### THE EXERCISE:
Return, character for character, the lines from the one bearing "[pin] evergreen tree -- one per line" through the end of the material. Omit everything before that line.

### SUPPLIED MATERIAL:

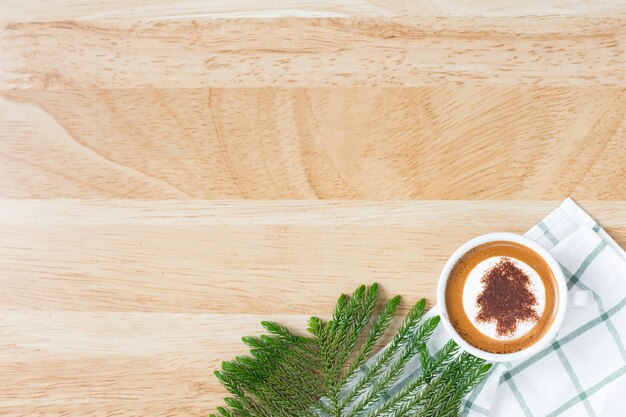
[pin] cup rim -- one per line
(540, 344)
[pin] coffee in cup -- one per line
(501, 297)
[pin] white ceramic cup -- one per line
(564, 297)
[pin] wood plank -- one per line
(126, 307)
(315, 52)
(152, 364)
(343, 143)
(240, 257)
(41, 11)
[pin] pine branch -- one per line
(321, 375)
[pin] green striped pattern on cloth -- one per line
(583, 372)
(569, 376)
(584, 369)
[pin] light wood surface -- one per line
(172, 173)
(332, 143)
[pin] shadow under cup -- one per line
(455, 286)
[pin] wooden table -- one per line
(172, 174)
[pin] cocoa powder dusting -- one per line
(506, 298)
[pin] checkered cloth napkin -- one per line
(583, 372)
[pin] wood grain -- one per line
(38, 11)
(332, 143)
(172, 173)
(124, 307)
(314, 52)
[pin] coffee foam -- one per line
(473, 287)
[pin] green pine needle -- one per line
(331, 372)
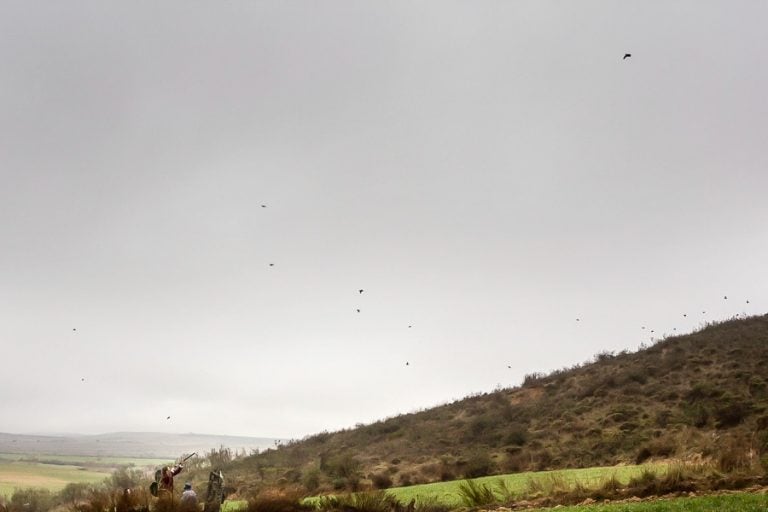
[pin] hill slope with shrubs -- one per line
(701, 396)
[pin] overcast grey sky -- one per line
(486, 171)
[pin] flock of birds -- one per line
(360, 291)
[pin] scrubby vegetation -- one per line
(702, 396)
(701, 399)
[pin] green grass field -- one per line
(447, 492)
(53, 472)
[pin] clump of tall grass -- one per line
(547, 485)
(377, 501)
(278, 501)
(473, 494)
(429, 504)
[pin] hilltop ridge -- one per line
(685, 396)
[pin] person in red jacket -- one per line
(165, 489)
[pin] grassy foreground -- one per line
(741, 502)
(447, 493)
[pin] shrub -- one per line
(730, 414)
(473, 494)
(311, 480)
(381, 481)
(479, 464)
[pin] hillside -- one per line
(700, 395)
(128, 444)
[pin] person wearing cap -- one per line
(188, 498)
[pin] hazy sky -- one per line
(486, 171)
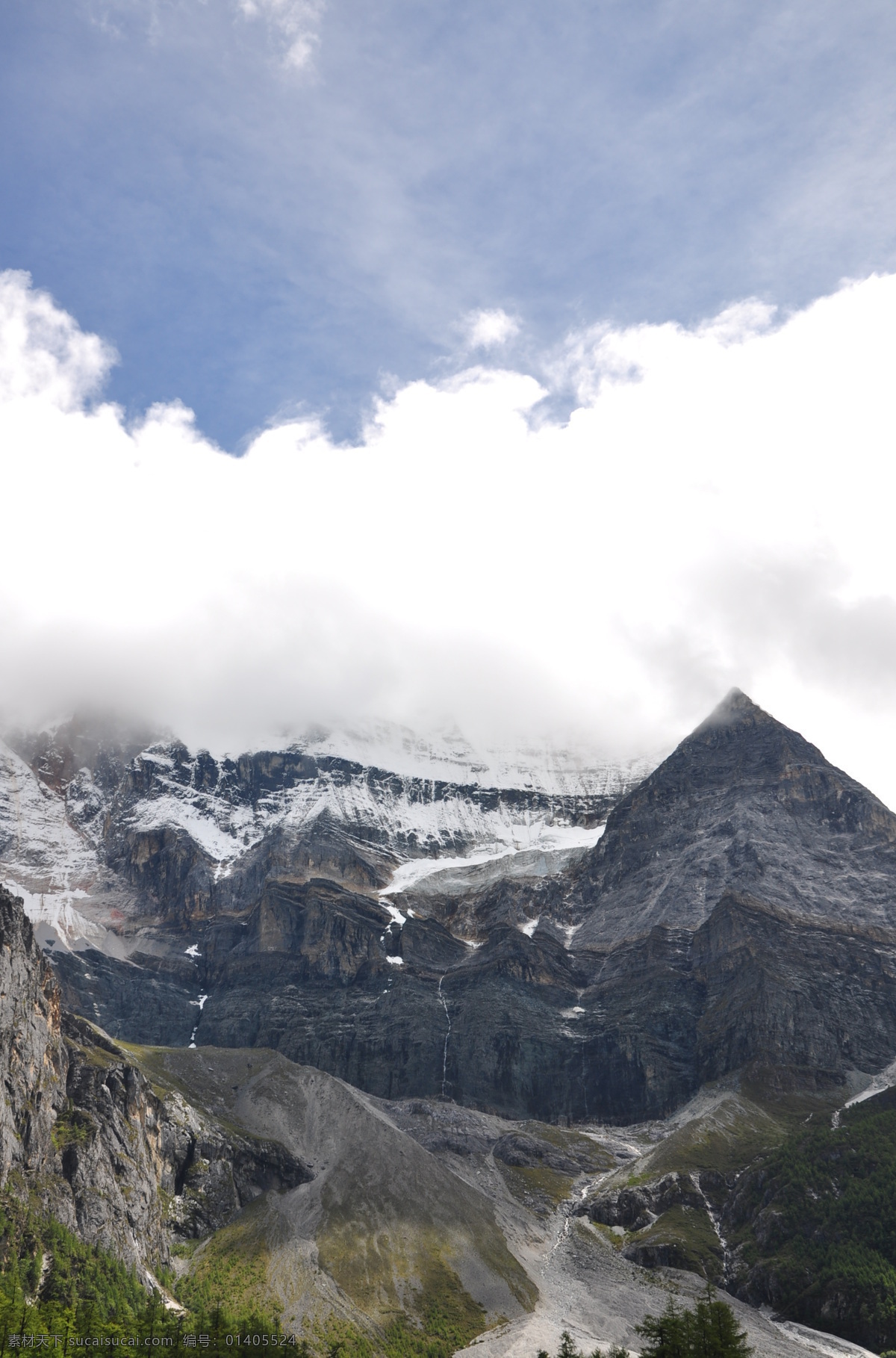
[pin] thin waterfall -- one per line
(444, 1054)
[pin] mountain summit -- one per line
(747, 804)
(739, 911)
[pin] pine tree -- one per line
(567, 1349)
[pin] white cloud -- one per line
(295, 23)
(43, 352)
(491, 329)
(717, 509)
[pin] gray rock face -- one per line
(743, 805)
(739, 911)
(31, 1055)
(83, 1127)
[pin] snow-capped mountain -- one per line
(101, 831)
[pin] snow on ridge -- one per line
(225, 828)
(38, 848)
(537, 835)
(57, 913)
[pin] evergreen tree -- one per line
(567, 1349)
(709, 1331)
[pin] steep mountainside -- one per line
(738, 913)
(743, 805)
(142, 1150)
(96, 823)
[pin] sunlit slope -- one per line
(383, 1227)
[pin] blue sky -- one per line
(258, 238)
(556, 413)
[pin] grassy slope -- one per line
(819, 1223)
(383, 1238)
(728, 1133)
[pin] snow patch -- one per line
(508, 838)
(57, 914)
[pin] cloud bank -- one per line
(716, 509)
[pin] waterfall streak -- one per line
(444, 1054)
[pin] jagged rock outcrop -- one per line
(82, 1127)
(739, 911)
(31, 1055)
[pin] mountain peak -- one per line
(735, 707)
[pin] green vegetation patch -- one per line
(682, 1238)
(441, 1318)
(537, 1186)
(230, 1268)
(575, 1144)
(727, 1140)
(55, 1285)
(819, 1224)
(72, 1127)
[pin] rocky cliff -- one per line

### THE COMPLETED TASK:
[pin] evergreen tree -- one per line
(567, 1349)
(709, 1331)
[pin] steep mountainside -- one per line
(738, 913)
(743, 805)
(142, 1150)
(96, 823)
[pin] sunlit slope -- one per line
(383, 1227)
[pin] blue sky -- one per line
(258, 238)
(556, 413)
[pin] grassy slope -- one per line
(819, 1223)
(383, 1238)
(728, 1133)
[pin] snow patch -- one per line
(508, 838)
(57, 914)
[pin] cloud bank -- one per line
(716, 509)
[pin] waterfall streak -- one per line
(444, 1054)
[pin] jagged rock outcrop -- one per line
(82, 1127)
(739, 911)
(31, 1055)
[pin] mountain peak -- one per line
(735, 707)
[pin] green vegetation patch -- one per line
(682, 1238)
(441, 1318)
(537, 1186)
(230, 1268)
(575, 1144)
(727, 1140)
(55, 1285)
(819, 1224)
(72, 1127)
[pin] rocky cliff -- one per line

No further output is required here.